Source document -
------------------------------------------------------------

18‐74
United States v. Thompson
UNITED STATES COURT OF APPEALS
FOR THE SECOND CIRCUIT
______________
August Term 2018
(Argued: January 29, 2019 Decided: April 10, 2019)
Docket No. 18‐74
UNITED STATES OF AMERICA,
Appellee,
–v.–
JUAN THOMPSON,
Defendant‐Appellant.
______________
Before:
CABRANES, WESLEY, Circuit Judges.*
* Judge Debra Ann Livingston, originally assigned to the panel, recused herself from
consideration of this matter. The two remaining members of the panel, who are in
agreement, have decided this case in accordance with Second Circuit Internal Operating
Procedure E(b). See 28 U.S.C. § 46(d).
Defendant‐Appellant Juan Thompson appeals from a judgment of the
United States District Court for the Southern District of New York (Castel, J.)
sentencing him to 60 months’ imprisonment for cyberstalking, 18 U.S.C.

------------------------------------------------------------

Raw records:

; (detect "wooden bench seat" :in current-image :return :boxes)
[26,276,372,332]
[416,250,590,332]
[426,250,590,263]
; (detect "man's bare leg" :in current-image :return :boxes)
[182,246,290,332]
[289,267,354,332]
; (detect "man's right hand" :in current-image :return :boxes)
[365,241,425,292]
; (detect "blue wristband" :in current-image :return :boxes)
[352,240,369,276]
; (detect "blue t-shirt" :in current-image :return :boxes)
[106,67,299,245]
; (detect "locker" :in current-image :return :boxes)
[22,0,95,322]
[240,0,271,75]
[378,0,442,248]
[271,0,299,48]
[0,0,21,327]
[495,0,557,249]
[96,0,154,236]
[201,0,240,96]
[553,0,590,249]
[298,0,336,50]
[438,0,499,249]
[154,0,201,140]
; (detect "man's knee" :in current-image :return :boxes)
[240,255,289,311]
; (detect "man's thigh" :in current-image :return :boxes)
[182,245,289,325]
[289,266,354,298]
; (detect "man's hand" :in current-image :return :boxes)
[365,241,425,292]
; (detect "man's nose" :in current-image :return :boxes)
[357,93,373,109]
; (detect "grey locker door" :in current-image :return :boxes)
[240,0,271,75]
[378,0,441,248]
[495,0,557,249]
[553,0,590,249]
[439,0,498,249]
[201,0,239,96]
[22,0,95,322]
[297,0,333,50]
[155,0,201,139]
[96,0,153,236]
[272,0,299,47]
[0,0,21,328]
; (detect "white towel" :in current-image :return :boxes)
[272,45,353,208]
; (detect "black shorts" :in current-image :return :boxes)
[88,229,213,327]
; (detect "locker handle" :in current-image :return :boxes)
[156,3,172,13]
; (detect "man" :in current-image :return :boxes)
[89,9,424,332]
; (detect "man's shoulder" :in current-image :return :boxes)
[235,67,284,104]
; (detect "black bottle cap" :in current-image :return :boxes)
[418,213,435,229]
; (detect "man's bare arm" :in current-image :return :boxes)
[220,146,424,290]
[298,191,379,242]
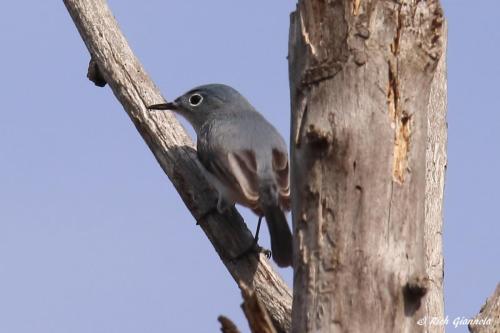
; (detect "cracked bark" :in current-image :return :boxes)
[289,0,446,332]
[64,0,292,331]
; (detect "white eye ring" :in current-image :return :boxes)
[189,93,203,106]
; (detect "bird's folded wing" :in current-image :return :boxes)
[198,141,259,207]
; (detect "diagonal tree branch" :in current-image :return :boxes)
[64,0,292,331]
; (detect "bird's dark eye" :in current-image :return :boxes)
[189,94,203,106]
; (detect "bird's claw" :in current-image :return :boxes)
[232,241,272,261]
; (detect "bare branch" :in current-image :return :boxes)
[64,0,292,331]
[240,284,276,333]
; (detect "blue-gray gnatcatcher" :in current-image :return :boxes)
[148,84,292,267]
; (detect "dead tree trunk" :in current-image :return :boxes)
[289,0,446,332]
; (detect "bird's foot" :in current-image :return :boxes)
[232,240,272,261]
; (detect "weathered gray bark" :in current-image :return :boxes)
[424,24,448,333]
[64,0,292,331]
[469,284,500,333]
[289,0,446,332]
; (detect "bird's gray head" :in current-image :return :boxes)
[148,84,255,132]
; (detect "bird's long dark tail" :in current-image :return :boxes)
[264,205,293,267]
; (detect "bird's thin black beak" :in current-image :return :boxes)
[148,102,179,111]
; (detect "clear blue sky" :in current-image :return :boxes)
[0,0,500,333]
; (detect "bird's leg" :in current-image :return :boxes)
[233,216,271,260]
[196,194,234,225]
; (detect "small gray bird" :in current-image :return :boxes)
[148,84,292,267]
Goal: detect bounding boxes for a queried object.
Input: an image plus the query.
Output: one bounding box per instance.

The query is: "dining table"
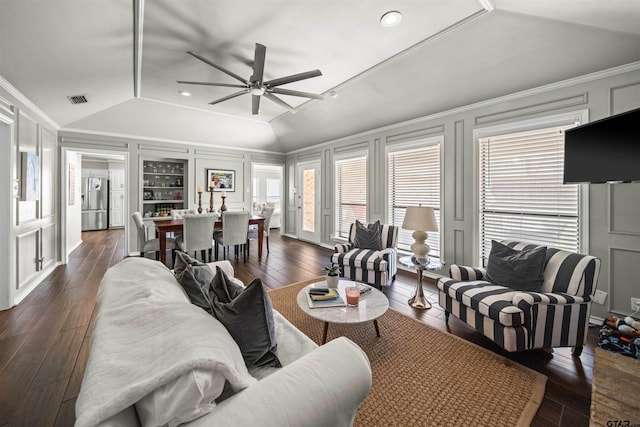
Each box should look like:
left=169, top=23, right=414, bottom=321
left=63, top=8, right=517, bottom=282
left=154, top=214, right=264, bottom=265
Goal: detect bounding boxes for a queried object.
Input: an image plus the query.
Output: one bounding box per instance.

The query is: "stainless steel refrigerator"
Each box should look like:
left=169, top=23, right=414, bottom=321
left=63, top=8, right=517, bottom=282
left=81, top=177, right=109, bottom=231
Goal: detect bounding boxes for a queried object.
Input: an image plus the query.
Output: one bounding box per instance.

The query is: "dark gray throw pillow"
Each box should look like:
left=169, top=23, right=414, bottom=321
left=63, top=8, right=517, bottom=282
left=486, top=240, right=547, bottom=292
left=353, top=219, right=382, bottom=251
left=173, top=252, right=215, bottom=314
left=211, top=267, right=282, bottom=367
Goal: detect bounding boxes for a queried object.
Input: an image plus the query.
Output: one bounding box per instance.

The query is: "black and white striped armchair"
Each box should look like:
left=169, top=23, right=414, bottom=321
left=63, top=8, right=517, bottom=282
left=331, top=223, right=398, bottom=289
left=438, top=241, right=600, bottom=356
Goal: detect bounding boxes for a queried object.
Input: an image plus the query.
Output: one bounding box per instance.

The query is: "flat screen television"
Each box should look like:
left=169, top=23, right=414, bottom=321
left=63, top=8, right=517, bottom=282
left=564, top=108, right=640, bottom=184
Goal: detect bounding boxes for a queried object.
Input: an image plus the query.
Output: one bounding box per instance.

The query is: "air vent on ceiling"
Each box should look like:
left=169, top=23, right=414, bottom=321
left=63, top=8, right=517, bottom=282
left=67, top=95, right=87, bottom=104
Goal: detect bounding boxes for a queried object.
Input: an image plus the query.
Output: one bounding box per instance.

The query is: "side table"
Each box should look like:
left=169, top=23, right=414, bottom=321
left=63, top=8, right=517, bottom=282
left=399, top=256, right=444, bottom=310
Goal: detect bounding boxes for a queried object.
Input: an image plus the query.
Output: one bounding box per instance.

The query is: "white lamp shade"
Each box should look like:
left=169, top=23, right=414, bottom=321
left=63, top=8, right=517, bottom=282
left=402, top=206, right=438, bottom=231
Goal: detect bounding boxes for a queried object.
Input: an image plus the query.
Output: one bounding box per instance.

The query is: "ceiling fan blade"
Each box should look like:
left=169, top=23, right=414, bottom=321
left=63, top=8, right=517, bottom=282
left=269, top=87, right=324, bottom=99
left=262, top=92, right=296, bottom=114
left=251, top=95, right=260, bottom=116
left=176, top=80, right=246, bottom=88
left=187, top=51, right=249, bottom=85
left=264, top=70, right=322, bottom=86
left=251, top=43, right=267, bottom=82
left=209, top=89, right=249, bottom=105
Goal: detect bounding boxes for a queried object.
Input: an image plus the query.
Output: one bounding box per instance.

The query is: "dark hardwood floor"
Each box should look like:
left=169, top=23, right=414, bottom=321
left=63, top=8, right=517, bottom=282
left=0, top=230, right=597, bottom=426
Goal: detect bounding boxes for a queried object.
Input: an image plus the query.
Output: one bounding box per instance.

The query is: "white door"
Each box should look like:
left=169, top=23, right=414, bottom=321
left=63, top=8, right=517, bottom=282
left=297, top=160, right=320, bottom=243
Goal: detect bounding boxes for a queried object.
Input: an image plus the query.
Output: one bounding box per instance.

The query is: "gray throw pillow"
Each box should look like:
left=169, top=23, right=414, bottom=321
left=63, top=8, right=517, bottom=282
left=173, top=252, right=215, bottom=314
left=353, top=219, right=382, bottom=251
left=211, top=267, right=282, bottom=368
left=486, top=240, right=547, bottom=292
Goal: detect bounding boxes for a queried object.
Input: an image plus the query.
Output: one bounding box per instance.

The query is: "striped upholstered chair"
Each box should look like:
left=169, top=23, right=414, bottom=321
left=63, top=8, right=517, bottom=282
left=438, top=241, right=600, bottom=356
left=331, top=223, right=398, bottom=289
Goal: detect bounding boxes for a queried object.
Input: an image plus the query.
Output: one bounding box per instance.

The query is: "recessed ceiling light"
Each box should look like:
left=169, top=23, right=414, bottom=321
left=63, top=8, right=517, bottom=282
left=380, top=10, right=402, bottom=27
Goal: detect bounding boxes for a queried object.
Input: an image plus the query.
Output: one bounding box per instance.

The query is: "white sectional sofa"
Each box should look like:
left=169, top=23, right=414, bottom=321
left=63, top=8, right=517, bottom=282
left=76, top=258, right=371, bottom=427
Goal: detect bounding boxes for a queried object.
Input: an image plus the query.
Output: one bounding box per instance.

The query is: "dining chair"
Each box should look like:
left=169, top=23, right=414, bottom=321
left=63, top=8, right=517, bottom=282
left=213, top=211, right=249, bottom=262
left=131, top=212, right=177, bottom=260
left=179, top=214, right=216, bottom=261
left=247, top=206, right=275, bottom=254
left=171, top=209, right=196, bottom=242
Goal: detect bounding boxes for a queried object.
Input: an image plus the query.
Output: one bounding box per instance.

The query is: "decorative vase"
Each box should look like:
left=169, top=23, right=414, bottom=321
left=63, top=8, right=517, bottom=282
left=327, top=275, right=340, bottom=288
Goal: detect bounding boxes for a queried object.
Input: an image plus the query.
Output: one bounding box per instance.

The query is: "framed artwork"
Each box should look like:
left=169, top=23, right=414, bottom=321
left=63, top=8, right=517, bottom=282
left=205, top=169, right=236, bottom=192
left=20, top=151, right=40, bottom=202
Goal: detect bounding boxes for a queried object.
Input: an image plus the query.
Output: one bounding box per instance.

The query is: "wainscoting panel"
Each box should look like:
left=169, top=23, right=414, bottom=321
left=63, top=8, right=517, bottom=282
left=605, top=247, right=640, bottom=315
left=609, top=82, right=640, bottom=115
left=40, top=223, right=56, bottom=270
left=456, top=230, right=465, bottom=266
left=607, top=183, right=640, bottom=236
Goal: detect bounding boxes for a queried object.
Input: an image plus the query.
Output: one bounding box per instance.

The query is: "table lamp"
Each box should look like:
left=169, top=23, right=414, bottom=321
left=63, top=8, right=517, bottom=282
left=402, top=206, right=438, bottom=264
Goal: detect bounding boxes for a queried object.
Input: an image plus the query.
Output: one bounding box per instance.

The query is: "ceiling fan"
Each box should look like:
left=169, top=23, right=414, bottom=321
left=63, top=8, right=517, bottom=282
left=177, top=43, right=323, bottom=115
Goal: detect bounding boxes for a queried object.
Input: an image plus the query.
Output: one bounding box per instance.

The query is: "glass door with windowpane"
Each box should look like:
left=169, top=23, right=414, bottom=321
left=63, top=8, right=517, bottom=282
left=297, top=161, right=320, bottom=243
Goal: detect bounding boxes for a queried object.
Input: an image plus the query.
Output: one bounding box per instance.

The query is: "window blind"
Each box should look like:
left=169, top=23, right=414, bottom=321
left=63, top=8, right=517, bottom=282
left=479, top=126, right=580, bottom=265
left=335, top=156, right=367, bottom=239
left=387, top=142, right=441, bottom=258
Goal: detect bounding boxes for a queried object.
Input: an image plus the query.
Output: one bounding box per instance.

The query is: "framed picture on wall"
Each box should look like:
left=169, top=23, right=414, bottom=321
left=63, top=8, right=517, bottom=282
left=206, top=169, right=236, bottom=191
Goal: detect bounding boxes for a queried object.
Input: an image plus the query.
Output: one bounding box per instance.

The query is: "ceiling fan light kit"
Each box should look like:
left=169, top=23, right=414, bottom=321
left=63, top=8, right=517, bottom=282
left=177, top=43, right=323, bottom=115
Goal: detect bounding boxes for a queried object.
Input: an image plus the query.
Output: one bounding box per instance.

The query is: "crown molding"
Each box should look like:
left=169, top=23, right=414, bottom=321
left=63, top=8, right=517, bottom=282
left=58, top=128, right=284, bottom=156
left=0, top=76, right=60, bottom=130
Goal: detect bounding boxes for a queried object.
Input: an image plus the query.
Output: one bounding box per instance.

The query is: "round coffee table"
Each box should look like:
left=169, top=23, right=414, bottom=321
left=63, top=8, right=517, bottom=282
left=297, top=280, right=389, bottom=344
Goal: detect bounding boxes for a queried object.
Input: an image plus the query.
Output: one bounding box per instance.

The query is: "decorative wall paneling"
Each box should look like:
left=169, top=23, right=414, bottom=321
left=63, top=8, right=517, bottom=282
left=609, top=82, right=640, bottom=115
left=452, top=120, right=465, bottom=221
left=598, top=246, right=640, bottom=315
left=474, top=92, right=589, bottom=126
left=0, top=96, right=16, bottom=116
left=16, top=228, right=40, bottom=291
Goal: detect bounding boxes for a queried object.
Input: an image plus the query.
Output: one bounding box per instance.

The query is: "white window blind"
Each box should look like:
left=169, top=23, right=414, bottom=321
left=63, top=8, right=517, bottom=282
left=335, top=156, right=367, bottom=239
left=387, top=142, right=441, bottom=258
left=479, top=126, right=580, bottom=265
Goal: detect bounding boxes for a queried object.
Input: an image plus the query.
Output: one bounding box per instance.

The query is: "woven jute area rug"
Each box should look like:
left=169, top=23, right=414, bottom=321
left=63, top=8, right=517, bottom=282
left=269, top=278, right=547, bottom=427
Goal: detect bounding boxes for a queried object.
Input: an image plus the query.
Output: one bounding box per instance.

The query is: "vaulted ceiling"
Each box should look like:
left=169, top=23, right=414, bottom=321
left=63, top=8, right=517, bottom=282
left=0, top=0, right=640, bottom=153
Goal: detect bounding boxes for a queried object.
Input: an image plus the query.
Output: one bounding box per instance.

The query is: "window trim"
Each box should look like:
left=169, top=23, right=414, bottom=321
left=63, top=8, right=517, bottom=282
left=472, top=110, right=589, bottom=265
left=383, top=134, right=446, bottom=264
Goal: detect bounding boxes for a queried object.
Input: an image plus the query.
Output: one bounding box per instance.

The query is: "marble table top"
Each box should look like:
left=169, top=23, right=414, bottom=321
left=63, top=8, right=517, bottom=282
left=297, top=280, right=389, bottom=323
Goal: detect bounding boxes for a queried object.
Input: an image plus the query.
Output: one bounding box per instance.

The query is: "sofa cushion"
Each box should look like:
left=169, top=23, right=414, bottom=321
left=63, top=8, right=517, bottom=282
left=173, top=252, right=216, bottom=314
left=486, top=240, right=547, bottom=292
left=211, top=267, right=281, bottom=367
left=353, top=219, right=382, bottom=251
left=438, top=279, right=525, bottom=326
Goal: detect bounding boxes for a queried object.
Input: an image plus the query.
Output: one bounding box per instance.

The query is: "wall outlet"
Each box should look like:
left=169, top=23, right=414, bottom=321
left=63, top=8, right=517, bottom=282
left=593, top=290, right=607, bottom=305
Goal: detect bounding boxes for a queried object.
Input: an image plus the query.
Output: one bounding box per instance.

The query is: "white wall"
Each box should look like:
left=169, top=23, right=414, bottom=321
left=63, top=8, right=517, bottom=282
left=63, top=150, right=82, bottom=256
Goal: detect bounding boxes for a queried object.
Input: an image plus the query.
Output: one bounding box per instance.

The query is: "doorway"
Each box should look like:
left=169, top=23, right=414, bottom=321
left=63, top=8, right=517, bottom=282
left=296, top=160, right=321, bottom=244
left=251, top=163, right=284, bottom=228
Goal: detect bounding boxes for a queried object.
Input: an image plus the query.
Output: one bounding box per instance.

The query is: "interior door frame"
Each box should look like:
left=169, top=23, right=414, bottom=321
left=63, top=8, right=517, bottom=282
left=296, top=159, right=322, bottom=245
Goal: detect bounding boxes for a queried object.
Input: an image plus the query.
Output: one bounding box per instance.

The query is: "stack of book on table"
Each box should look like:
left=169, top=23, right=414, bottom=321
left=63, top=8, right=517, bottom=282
left=307, top=288, right=346, bottom=308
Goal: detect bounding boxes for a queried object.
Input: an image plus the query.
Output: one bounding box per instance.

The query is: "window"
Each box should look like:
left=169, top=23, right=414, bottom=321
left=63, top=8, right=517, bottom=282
left=479, top=125, right=580, bottom=265
left=335, top=156, right=367, bottom=239
left=387, top=137, right=442, bottom=258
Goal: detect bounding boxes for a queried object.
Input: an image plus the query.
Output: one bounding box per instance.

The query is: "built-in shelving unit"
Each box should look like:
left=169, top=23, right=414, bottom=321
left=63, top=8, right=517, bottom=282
left=141, top=159, right=187, bottom=219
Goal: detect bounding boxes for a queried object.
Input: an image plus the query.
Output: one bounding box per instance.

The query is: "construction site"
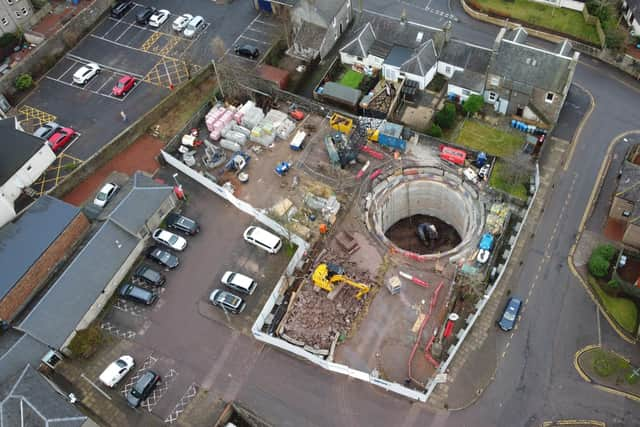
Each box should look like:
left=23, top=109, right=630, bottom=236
left=168, top=102, right=523, bottom=398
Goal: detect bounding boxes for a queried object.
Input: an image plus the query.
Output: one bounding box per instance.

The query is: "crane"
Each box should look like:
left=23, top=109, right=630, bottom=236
left=312, top=263, right=371, bottom=299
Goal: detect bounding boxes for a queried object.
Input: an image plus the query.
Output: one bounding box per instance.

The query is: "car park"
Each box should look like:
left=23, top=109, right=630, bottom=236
left=233, top=44, right=260, bottom=59
left=147, top=246, right=180, bottom=270
left=498, top=297, right=522, bottom=332
left=127, top=369, right=160, bottom=408
left=182, top=16, right=205, bottom=38
left=149, top=9, right=170, bottom=28
left=118, top=283, right=158, bottom=305
left=220, top=271, right=258, bottom=295
left=151, top=228, right=187, bottom=251
left=111, top=76, right=136, bottom=96
left=47, top=128, right=76, bottom=153
left=243, top=225, right=282, bottom=254
left=99, top=356, right=135, bottom=388
left=73, top=62, right=100, bottom=85
left=111, top=0, right=133, bottom=19
left=209, top=289, right=246, bottom=314
left=133, top=264, right=167, bottom=286
left=164, top=213, right=200, bottom=236
left=171, top=13, right=193, bottom=33
left=33, top=122, right=61, bottom=139
left=136, top=6, right=156, bottom=25
left=93, top=182, right=120, bottom=208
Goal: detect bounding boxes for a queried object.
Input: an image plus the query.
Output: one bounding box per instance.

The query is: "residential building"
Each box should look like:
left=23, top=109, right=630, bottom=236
left=484, top=27, right=580, bottom=128
left=287, top=0, right=353, bottom=61
left=0, top=118, right=56, bottom=227
left=622, top=0, right=640, bottom=36
left=0, top=0, right=33, bottom=35
left=0, top=195, right=89, bottom=322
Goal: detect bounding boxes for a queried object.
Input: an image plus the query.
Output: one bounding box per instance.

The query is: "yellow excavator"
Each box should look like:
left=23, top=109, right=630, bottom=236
left=312, top=263, right=371, bottom=299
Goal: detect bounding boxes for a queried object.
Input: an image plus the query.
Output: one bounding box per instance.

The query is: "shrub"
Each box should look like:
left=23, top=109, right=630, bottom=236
left=462, top=95, right=484, bottom=116
left=588, top=254, right=611, bottom=279
left=15, top=73, right=33, bottom=90
left=435, top=102, right=456, bottom=129
left=427, top=123, right=442, bottom=138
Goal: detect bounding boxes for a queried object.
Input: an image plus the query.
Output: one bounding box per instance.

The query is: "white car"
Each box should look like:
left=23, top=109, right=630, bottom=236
left=152, top=228, right=187, bottom=251
left=171, top=13, right=193, bottom=32
left=100, top=356, right=136, bottom=388
left=220, top=271, right=258, bottom=295
left=73, top=62, right=100, bottom=85
left=149, top=9, right=170, bottom=28
left=93, top=182, right=120, bottom=208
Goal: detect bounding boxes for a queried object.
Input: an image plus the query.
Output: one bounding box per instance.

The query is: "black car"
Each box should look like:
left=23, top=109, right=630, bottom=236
left=136, top=6, right=156, bottom=25
left=118, top=283, right=158, bottom=305
left=147, top=246, right=180, bottom=269
left=165, top=213, right=200, bottom=236
left=233, top=44, right=260, bottom=59
left=127, top=369, right=160, bottom=408
left=111, top=0, right=133, bottom=19
left=133, top=265, right=167, bottom=286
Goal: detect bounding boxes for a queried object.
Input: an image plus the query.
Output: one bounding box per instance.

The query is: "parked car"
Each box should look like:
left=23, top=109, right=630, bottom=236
left=147, top=246, right=180, bottom=270
left=233, top=44, right=260, bottom=59
left=171, top=13, right=193, bottom=33
left=118, top=283, right=158, bottom=305
left=33, top=122, right=61, bottom=139
left=149, top=9, right=170, bottom=28
left=73, top=62, right=100, bottom=85
left=498, top=297, right=522, bottom=332
left=136, top=6, right=156, bottom=25
left=47, top=128, right=76, bottom=153
left=182, top=16, right=205, bottom=38
left=220, top=271, right=258, bottom=295
left=111, top=0, right=133, bottom=19
left=99, top=356, right=136, bottom=388
left=93, top=182, right=120, bottom=208
left=127, top=369, right=161, bottom=408
left=133, top=264, right=167, bottom=286
left=151, top=228, right=187, bottom=251
left=111, top=76, right=136, bottom=96
left=165, top=213, right=200, bottom=236
left=209, top=289, right=246, bottom=314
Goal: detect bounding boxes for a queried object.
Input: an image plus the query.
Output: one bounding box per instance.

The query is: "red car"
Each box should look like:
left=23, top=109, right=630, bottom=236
left=111, top=76, right=136, bottom=96
left=48, top=128, right=76, bottom=153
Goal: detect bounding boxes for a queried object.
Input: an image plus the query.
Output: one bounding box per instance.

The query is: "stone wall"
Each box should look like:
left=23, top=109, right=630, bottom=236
left=0, top=212, right=89, bottom=322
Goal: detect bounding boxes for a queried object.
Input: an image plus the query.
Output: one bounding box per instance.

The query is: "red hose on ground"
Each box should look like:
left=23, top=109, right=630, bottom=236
left=408, top=282, right=444, bottom=384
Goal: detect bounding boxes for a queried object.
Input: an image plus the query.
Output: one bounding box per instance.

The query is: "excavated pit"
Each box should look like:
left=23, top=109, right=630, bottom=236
left=367, top=167, right=484, bottom=261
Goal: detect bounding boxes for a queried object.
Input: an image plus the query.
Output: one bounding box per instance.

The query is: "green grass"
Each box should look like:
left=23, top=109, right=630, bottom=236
left=489, top=160, right=529, bottom=200
left=589, top=276, right=638, bottom=335
left=454, top=120, right=524, bottom=157
left=470, top=0, right=600, bottom=45
left=338, top=70, right=364, bottom=89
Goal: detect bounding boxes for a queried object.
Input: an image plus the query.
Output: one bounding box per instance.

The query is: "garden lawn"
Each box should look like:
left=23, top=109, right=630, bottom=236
left=489, top=159, right=528, bottom=200
left=589, top=276, right=638, bottom=334
left=338, top=70, right=364, bottom=89
left=469, top=0, right=600, bottom=46
left=454, top=120, right=524, bottom=157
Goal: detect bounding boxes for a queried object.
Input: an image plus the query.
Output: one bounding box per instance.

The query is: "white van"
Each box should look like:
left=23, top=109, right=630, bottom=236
left=244, top=226, right=282, bottom=254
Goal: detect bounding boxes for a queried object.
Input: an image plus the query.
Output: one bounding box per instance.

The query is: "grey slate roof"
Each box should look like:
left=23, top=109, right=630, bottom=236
left=489, top=39, right=571, bottom=93
left=18, top=220, right=139, bottom=349
left=439, top=39, right=492, bottom=74
left=0, top=365, right=88, bottom=427
left=0, top=195, right=80, bottom=299
left=0, top=117, right=44, bottom=185
left=109, top=172, right=173, bottom=235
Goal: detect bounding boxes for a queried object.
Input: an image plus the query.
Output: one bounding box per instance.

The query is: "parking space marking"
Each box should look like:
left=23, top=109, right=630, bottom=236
left=140, top=369, right=178, bottom=412
left=164, top=383, right=198, bottom=424
left=17, top=105, right=56, bottom=132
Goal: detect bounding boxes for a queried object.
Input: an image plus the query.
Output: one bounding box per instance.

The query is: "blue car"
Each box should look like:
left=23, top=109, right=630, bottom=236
left=498, top=297, right=522, bottom=331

------------------------------------------------------------

Written tasks -
[1] Using the opinion, state whether each of the following agrees with it: (a) the case was argued on January 29, 2019; (b) Judge Debra Ann Livingston took part in deciding the case; (c) Thompson was sentenced to 60 months' imprisonment. For each, answer yes or no and quote the deciding words of the opinion.
[2] Reproduce word for word the passage of the opinion starting with "Docket No. 18‐74" and going on through "U.S.C. § 46(d).".

Expected results -
[1]
(a) Yes: "Argued: January 29, 2019"
(b) No: "recused herself from consideration of this matter"
(c) Yes: "sentencing him to 60 months’ imprisonment"

[2]
Docket No. 18‐74
UNITED STATES OF AMERICA,
Appellee,
–v.–
JUAN THOMPSON,
Defendant‐Appellant.
______________
Before:
CABRANES, WESLEY, Circuit Judges.*
* Judge Debra Ann Livingston, originally assigned to the panel, recused herself from
consideration of this matter. The two remaining members of the panel, who are in
agreement, have decided this case in accordance with Second Circuit Internal Operating
Procedure E(b). See 28 U.S.C. § 46(d).